O reflexo do aumento populacional provocado pela produção do petróleo também é percebido nas ruas de Campos dos Goytacazes. Segundo os registros mais antigos do Detran, no ano de 2001, a frota de veículos da cidade era de quase 86 mil veículos. Até outubro de 2012, o número já chega a 180 mil. Com o aumento do número de veículos também aumentam o número de acidentes e de investimentos necessários nas vias da cidade.
O dia a dia da população local mudou de tal maneira que é motivo de pesquisas. O cientista social e doutor em Planejamento do Desenvolvimento Regional da Universidade Federal Fluminense (UFF) José Luis Vianna estudou o fenômeno do crescimento desgovernado nas cidades petroleiras. Para ele, a falta de qualificação da população local e de desenvolvimento planejado criou um caos urbano.

◆ **TAREFA 1**
Devolva a parte do trecho do texto que começa em "O dia a dia" e vai até "um caos urbano.", sem mudar nada.
◆ **TAREFA 2**
Reescreva de forma mais curta o parágrafo do trecho do texto que começa com "O reflexo do aumento populacional", mantendo os fatos principais.

◆ **LINHAS EXIBIDAS**

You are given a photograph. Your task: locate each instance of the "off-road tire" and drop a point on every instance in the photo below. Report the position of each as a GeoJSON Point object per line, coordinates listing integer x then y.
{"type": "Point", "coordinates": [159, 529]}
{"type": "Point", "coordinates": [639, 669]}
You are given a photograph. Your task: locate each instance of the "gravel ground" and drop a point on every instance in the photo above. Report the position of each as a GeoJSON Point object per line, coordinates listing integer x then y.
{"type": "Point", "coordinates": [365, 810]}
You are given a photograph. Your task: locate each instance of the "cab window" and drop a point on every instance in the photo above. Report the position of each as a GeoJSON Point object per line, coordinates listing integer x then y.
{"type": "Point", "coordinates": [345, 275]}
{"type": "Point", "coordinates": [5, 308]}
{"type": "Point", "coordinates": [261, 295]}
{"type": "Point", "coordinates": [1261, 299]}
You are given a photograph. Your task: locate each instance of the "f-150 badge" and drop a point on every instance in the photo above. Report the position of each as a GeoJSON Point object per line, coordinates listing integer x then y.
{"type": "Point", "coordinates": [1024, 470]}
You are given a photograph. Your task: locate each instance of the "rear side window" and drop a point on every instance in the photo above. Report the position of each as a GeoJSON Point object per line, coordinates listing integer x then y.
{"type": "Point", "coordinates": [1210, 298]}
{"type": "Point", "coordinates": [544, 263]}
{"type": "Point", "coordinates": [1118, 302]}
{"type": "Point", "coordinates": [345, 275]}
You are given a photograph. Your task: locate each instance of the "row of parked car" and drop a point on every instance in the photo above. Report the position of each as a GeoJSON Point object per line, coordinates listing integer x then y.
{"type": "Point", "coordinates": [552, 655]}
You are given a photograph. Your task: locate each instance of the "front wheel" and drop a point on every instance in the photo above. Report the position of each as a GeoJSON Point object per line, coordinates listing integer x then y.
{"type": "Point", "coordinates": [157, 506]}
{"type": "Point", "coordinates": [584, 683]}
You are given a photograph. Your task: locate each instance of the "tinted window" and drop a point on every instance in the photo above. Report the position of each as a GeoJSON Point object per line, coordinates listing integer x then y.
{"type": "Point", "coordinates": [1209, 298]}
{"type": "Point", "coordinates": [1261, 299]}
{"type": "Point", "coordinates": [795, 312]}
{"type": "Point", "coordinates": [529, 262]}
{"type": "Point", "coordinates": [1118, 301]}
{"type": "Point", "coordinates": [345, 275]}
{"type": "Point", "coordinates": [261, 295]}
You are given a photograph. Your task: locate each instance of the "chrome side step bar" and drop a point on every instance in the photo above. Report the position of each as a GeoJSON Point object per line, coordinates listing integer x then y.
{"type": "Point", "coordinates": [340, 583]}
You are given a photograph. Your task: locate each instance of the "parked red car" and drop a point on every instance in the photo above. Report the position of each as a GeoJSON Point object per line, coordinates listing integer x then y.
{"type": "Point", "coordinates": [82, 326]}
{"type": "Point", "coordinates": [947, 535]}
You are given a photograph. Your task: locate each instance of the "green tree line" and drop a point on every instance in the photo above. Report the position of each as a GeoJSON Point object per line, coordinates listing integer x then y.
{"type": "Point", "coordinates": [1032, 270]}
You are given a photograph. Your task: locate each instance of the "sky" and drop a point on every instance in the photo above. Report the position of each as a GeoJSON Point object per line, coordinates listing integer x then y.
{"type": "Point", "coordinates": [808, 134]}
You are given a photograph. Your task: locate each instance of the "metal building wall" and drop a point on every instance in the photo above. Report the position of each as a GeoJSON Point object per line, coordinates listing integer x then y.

◆ **RESPOSTA 1**
O dia a dia da população local mudou de tal maneira que é motivo de pesquisas. O cientista social e doutor em Planejamento do Desenvolvimento Regional da Universidade Federal Fluminense (UFF) José Luis Vianna estudou o fenômeno do crescimento desgovernado nas cidades petroleiras. Para ele, a falta de qualificação da população local e de desenvolvimento planejado criou um caos urbano.

◆ **RESPOSTA 2**
O crescimento da população causado pela produção de petróleo aparece nas ruas de Campos dos Goytacazes. Pelos registros mais antigos do Detran, a frota da cidade passou de quase 86 mil veículos em 2001 para 180 mil até outubro de 2012. Com mais veículos, crescem também os acidentes e os investimentos necessários nas vias.